Print the records below line for line, with nothing changed.

• Dataset records
● ● ●
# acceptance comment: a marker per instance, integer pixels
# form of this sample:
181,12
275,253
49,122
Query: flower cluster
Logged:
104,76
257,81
● ● ●
• Completed exercise
# acceptance comment: a marker per instance, integer pixels
# form of this sample:
181,12
275,253
49,122
Query: flower cluster
Logged:
104,76
257,81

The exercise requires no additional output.